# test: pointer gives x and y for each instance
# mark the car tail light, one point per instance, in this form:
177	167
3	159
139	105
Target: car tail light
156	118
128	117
* * * * *
Prompt: From the data above, copy each line with the string "instance" in it.

Worked solution:
# test: pointer gives x and y for each instance
# mark the car tail light, one point per instance, in this form:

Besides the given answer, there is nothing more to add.